[start of Source passage]

Entries in CD 5 (3)


McCann campaign attacks prayer in public schools

Two operatives for candidate John McCann's congressional campaign went on a Facebook rant yesterday against the suggestion that prayer in public schools might be a helpful deterrent to school shootings.  The suggestion was made in a Fox-TV interview by Republican candidate for Congress Steve Lonegan, known as the father of the modern conservative movement in New Jersey. 

The two McCannites practically spit on prayer as a solution to anything, one writing of Lonegan that "mentally he's in Fantasyland and has been for some time."  This was a daring statement, considering his own candidate's challenges, and clearly showed contempt for cultural and religious conservatives.

It also ignores the data and the very low incidence of school shootings among, for instance, the 7,498 Roman Catholic schools in the nation.  A daily regimen of prayer does appear to work.  Although this could be merely coincidental, the suggestion should not be so rudely discounted -- and surprisingly by people calling themselves "Republicans."

While one McCann operative called John McCann a "fiscal conservative" (the same camouflage Bill Clinton used to describe himself), the other McCann operative mocked prayer as "a losing issue" and divisively wrote, "I wonder if Steve (Lonegan) would support a Muslim prayer, or a prayer in Spanish."  It goes to show where the McCann campaign's head is and makes you ask how different are these people from far-left Democrats? 

Both McCannites are affiliated with the Young Republicans organization, and one was recently active in the campaign of the Morris County Sheriff.  This leads us to wonder if the Sheriff shares these anti-prayer views too. 

More and more, this Young Republicans group in New Jersey is beginning to resemble a metro-sexual finishing school for socially-challenged post-adolescents.  Their commentary is cut and paste from the script of "Mean Girls."  Yes, Lonegan is in their "burn book."  "Oh, that's so fetch... on Wednesdays we wear pink."

Isn't it time for a little intellectual vigor?  They can start by asking themselves if they really want to be Republicans and how comfortable are they with the party's conservative platform.  Perhaps they'll discover that they're closet Democrats but unaware of it? 

It is also time for cultural conservatives to start their own public policy-centered youth organization.  There are thousands of meetings held across New Jersey by people who do believe in the power of prayer.  These meetings are attended each week by hundreds of thousands of people and the beliefs they represent are shared by millions in the state.  According to the Pew Research Center for Religion & Public Life, 67% of adult New Jerseyeans identify themselves as "Christian."  Of these, 34% are Roman Catholic, with 13% Evangelical Protestant, and 6% Black Protestant.  Mainline Protestant, Orthodox, independent Christian, Mormon, and Jehovah's Witness comprise the remainder.

[end of Source passage]

→ **Stated goal**: Transcribe the part of the school prayer post above that opens with the words containing "Two operatives for" and closes with "in New Jersey.". Reproduce it word for word.

[start of Entries supplied]

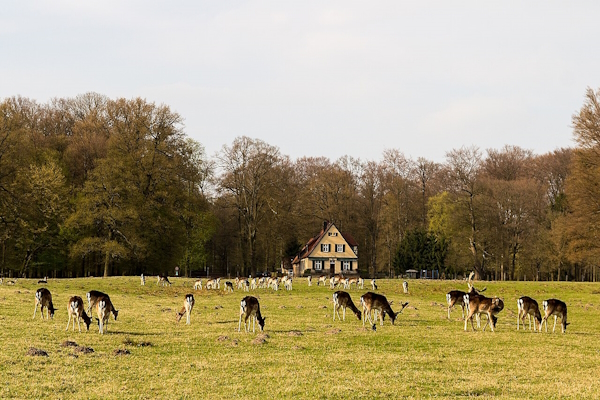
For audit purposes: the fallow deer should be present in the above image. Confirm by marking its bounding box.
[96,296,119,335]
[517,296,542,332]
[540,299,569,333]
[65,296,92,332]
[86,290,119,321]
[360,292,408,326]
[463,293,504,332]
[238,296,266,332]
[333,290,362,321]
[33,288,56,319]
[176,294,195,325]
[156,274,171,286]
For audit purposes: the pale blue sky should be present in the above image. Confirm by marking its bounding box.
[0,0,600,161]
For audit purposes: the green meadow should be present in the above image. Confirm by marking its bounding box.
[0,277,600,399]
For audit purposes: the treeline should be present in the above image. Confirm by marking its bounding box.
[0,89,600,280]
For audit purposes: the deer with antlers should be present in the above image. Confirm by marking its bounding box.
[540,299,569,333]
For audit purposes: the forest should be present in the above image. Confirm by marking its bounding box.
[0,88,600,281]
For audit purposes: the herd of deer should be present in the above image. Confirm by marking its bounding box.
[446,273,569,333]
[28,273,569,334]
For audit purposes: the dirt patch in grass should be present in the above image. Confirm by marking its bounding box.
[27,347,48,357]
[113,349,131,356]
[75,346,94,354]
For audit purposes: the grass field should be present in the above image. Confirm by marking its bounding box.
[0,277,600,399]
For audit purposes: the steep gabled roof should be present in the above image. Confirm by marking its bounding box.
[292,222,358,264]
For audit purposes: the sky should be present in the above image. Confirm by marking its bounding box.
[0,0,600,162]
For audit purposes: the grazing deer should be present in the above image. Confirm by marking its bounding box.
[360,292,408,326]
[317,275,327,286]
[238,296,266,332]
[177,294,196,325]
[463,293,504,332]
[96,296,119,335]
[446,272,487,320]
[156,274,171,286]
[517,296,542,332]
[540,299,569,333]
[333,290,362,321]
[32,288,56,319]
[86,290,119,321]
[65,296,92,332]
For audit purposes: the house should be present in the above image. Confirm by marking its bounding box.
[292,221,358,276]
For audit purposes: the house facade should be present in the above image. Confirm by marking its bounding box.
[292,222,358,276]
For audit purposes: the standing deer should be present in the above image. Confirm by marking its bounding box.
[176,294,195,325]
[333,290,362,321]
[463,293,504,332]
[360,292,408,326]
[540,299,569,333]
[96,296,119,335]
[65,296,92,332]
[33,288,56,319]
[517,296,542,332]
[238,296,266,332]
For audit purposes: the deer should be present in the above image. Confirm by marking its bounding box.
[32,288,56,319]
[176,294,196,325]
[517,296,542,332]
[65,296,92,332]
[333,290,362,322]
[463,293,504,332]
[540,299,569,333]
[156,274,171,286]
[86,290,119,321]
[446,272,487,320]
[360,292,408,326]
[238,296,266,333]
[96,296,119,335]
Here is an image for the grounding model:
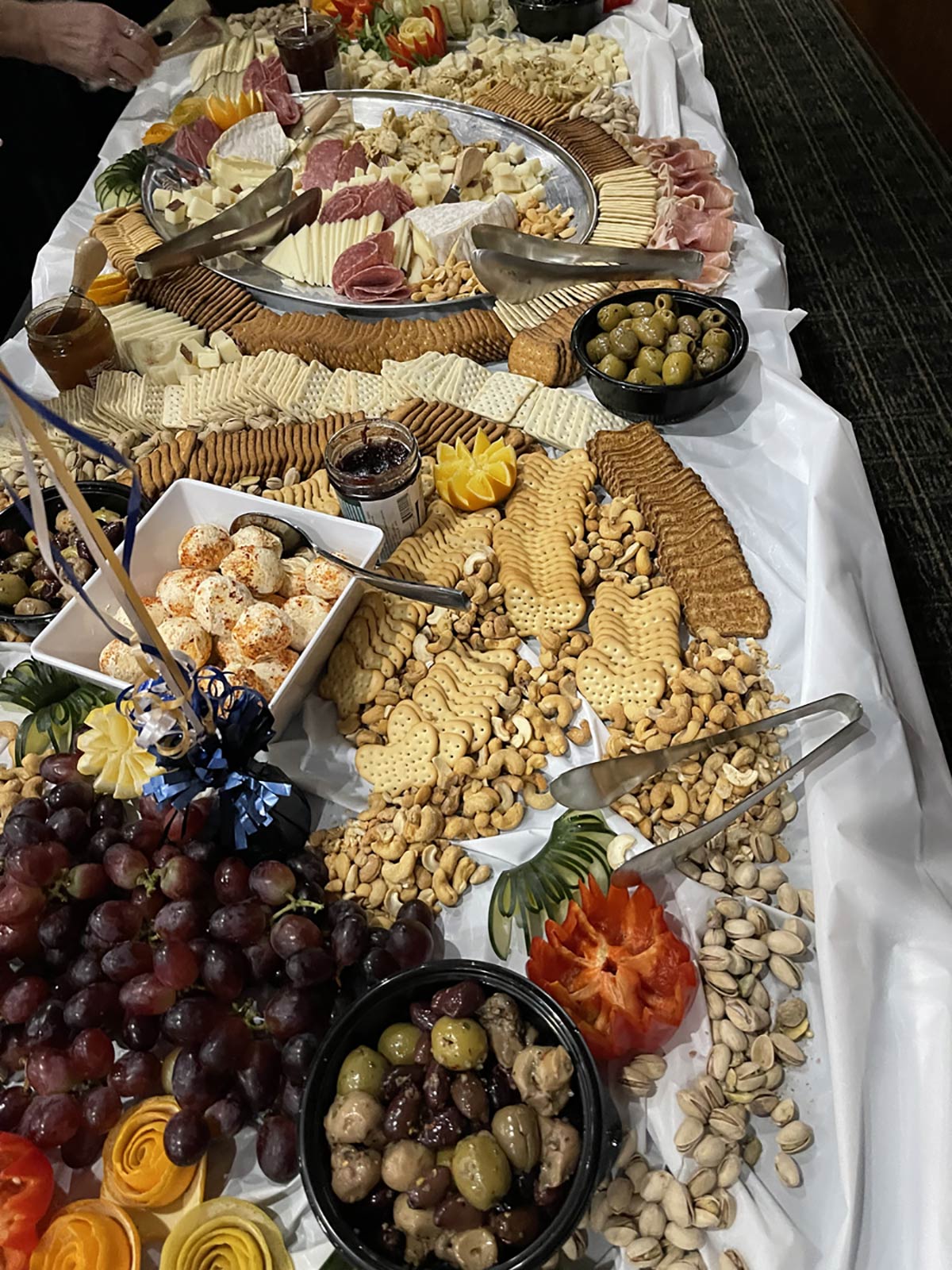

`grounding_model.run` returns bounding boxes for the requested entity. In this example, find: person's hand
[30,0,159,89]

[end of Entries supplied]
[start of Entries supplied]

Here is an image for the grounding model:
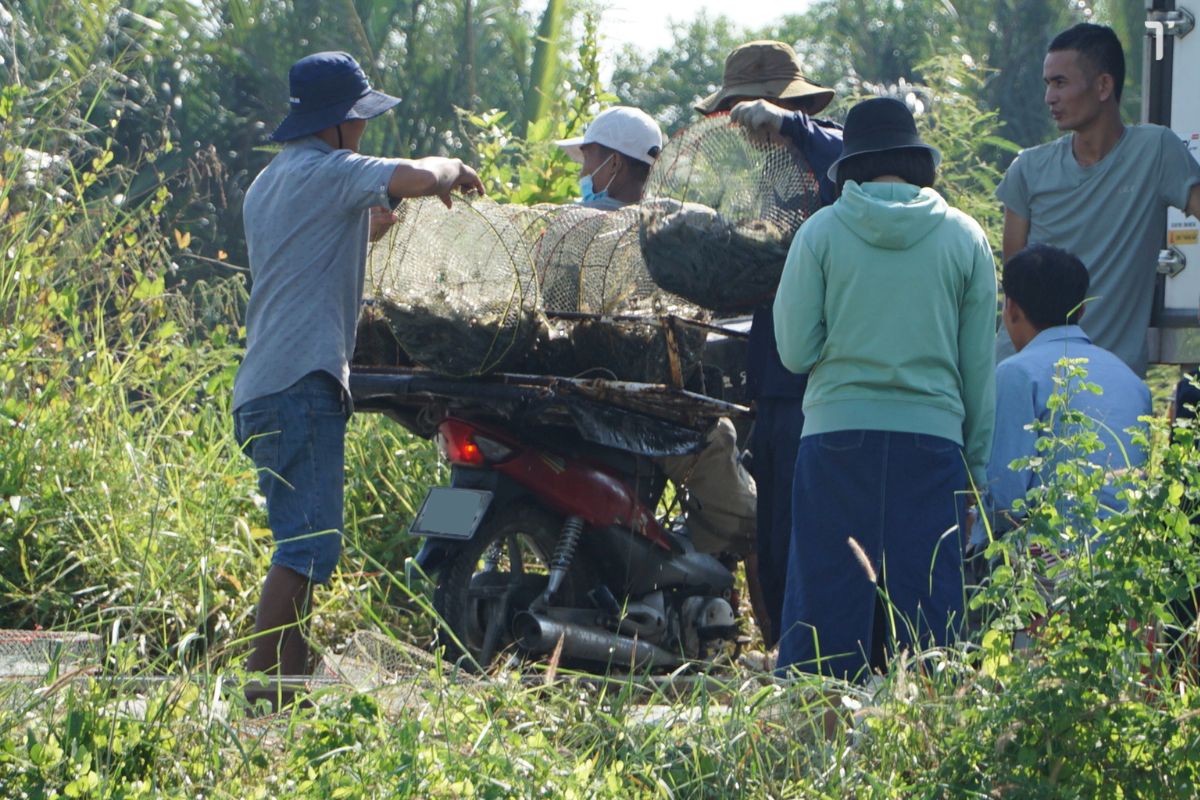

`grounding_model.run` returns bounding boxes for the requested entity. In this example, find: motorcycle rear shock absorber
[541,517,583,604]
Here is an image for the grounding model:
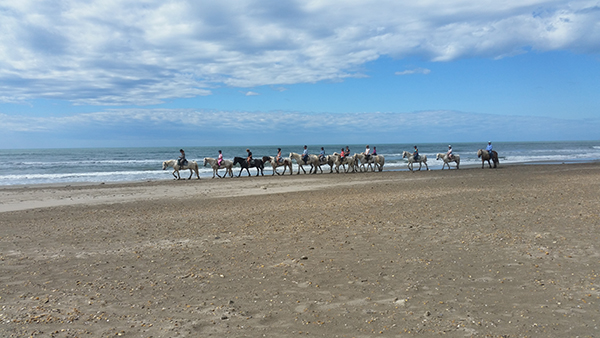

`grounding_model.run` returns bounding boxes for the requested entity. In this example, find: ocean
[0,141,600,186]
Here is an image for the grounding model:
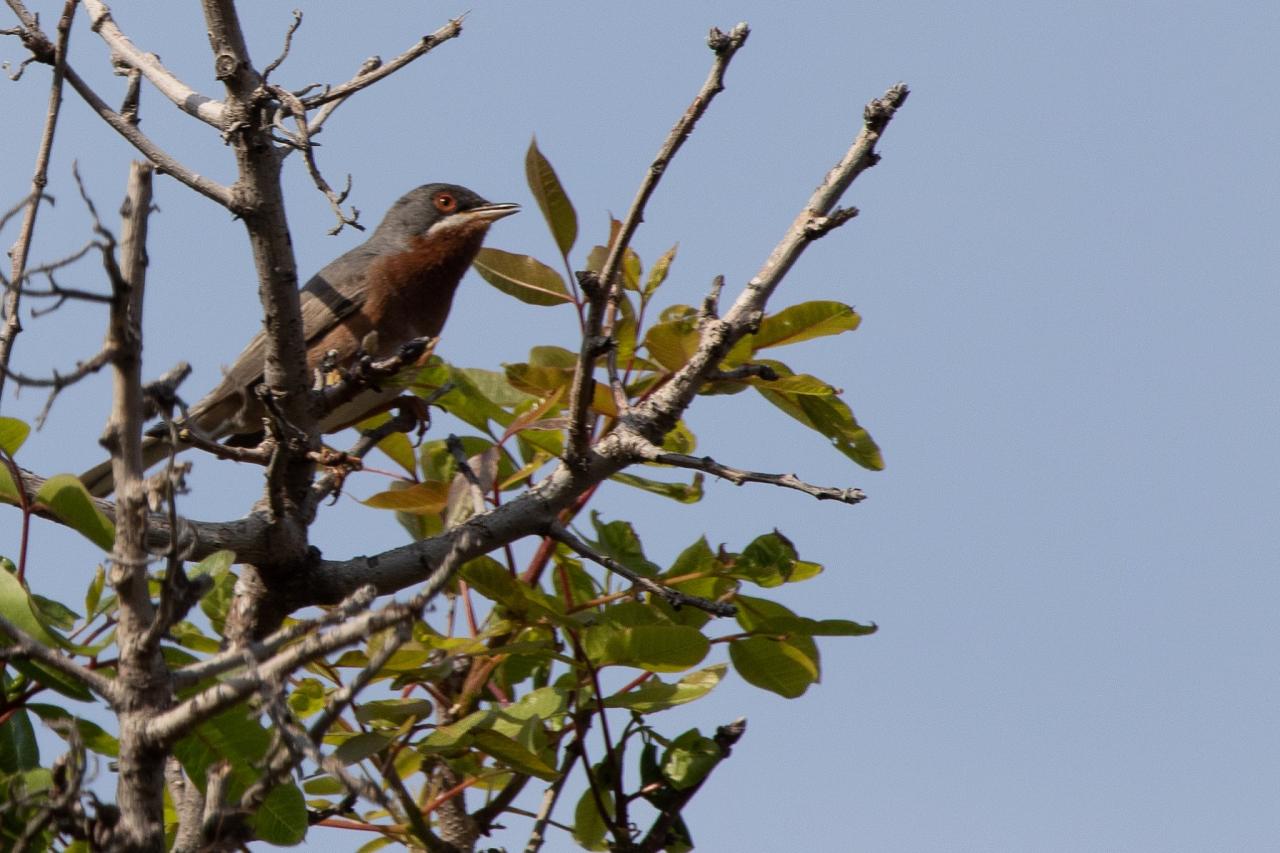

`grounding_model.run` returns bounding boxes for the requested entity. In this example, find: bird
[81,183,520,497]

[end of Entries supplied]

→ **Answer to this exercise**:
Two operatives for candidate John McCann's congressional campaign went on a Facebook rant yesterday against the suggestion that prayer in public schools might be a helpful deterrent to school shootings.  The suggestion was made in a Fox-TV interview by Republican candidate for Congress Steve Lonegan, known as the father of the modern conservative movement in New Jersey.